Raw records

◇ ◇ ◇

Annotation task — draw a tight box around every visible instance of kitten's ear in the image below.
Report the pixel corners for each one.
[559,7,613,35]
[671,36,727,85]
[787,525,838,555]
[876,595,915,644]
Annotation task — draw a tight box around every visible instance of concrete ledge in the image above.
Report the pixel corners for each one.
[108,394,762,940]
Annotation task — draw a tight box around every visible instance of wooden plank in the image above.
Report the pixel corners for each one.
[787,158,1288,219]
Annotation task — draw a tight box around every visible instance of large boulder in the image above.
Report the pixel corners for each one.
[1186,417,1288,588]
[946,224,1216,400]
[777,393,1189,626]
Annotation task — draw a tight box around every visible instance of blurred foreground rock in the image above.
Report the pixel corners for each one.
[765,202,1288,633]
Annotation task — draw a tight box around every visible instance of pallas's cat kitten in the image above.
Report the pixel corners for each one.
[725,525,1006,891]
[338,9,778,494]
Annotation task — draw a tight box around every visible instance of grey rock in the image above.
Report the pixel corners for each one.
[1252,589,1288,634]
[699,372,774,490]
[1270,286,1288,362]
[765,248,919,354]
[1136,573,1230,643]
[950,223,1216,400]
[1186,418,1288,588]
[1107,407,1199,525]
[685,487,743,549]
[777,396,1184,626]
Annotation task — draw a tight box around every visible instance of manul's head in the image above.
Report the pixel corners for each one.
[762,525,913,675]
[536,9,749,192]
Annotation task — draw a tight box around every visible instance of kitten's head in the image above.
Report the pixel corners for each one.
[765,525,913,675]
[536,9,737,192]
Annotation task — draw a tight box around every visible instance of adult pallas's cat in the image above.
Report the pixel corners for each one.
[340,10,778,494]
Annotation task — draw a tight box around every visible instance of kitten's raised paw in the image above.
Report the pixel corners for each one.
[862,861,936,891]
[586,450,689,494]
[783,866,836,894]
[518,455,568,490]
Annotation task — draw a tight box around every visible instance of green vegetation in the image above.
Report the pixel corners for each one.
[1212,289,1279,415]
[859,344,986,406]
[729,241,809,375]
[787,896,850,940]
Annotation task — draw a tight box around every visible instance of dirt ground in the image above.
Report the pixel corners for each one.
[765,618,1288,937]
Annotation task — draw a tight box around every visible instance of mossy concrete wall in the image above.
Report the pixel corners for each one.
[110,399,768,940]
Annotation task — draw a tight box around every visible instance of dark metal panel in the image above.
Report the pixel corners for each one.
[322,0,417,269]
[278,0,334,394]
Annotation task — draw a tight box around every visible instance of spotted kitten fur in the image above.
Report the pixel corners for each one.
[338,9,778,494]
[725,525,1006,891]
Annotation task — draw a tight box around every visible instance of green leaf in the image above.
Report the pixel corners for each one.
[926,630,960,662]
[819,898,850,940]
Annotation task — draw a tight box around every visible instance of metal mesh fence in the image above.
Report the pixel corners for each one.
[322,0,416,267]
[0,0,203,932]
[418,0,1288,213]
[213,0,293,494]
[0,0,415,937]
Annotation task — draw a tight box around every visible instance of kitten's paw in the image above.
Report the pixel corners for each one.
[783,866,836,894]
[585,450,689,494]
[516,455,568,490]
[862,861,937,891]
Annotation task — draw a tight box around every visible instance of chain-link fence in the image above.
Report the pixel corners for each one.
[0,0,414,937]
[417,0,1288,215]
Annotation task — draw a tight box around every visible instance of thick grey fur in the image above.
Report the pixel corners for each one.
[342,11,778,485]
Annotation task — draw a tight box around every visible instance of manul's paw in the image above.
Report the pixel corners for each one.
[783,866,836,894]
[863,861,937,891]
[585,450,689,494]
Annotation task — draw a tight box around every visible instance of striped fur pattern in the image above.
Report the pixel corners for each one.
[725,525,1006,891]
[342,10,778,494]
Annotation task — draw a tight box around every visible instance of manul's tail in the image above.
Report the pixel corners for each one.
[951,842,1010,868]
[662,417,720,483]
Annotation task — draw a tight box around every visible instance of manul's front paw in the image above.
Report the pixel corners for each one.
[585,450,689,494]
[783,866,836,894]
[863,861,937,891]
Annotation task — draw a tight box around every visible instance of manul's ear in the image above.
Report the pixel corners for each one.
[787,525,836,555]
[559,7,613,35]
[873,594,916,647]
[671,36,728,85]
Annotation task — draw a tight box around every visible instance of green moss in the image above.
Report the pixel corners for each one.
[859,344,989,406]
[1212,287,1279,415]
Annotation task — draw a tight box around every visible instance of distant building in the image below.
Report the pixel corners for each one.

◇ ◇ ◇

What needs to be done = Rewrite every line of the material from the line containing "mesh fence in the image above." through the end, requests included. Offset each bounding box coordinate by -22.

Solved exercise =
Annotation task — draw a tight box around every visible instance of metal mesh fence in the image above.
Report the pixel corners for each one.
[300,-22,394,245]
[-22,-22,181,910]
[396,-22,1266,191]
[191,-22,271,472]
[-22,-22,393,915]
Annotation task — draw a tight box around every visible instance of kitten's paw in the image above.
Report the pixel corners for each one.
[761,844,814,872]
[563,428,667,472]
[494,433,546,468]
[840,839,915,869]
Annotation task — draw a tight box around every visible instance of chain-link fence in the image above.
Report the pixel corners for each one.
[-22,-22,392,915]
[395,-22,1266,193]
Annotation task — draw a tight box around every visible instance of thick grey fur in the image above.
Report the pixel corners for each one.
[320,-11,756,463]
Annotation task — draw a tight box around every visible instance of manul's paw in the image above.
Report the pixel corners for each one.
[761,844,814,872]
[841,839,915,869]
[563,428,667,472]
Annotation task — draw a tight box around every visible instance of striped fur pattern in the image above.
Report the pixel corners for each one.
[703,503,984,869]
[320,-12,756,472]
Annotation task — draw a tight box around every visible instance of manul's tail in the image above.
Report the pixel corners for each one.
[929,820,988,846]
[640,395,698,461]
Annotation task — draw a tight box around every visible instance of manul's front paw in the image above.
Report the pixel corners for each one.
[563,428,667,472]
[761,844,814,872]
[841,839,915,869]
Annotation task — draw a tight box around every visible instance of manul's ear in the image above.
Report the pixel corners for each one.
[765,503,814,533]
[537,-15,591,13]
[851,572,894,625]
[649,14,706,63]
Annotation task — draw a tight box around every visible instance of green moss in the image above.
Report the pixel corners for each one.
[837,322,967,384]
[1190,265,1257,393]
Annotation task — draw a tight box around every visible instance of distant building in the image below.
Report the pixel corners for each one.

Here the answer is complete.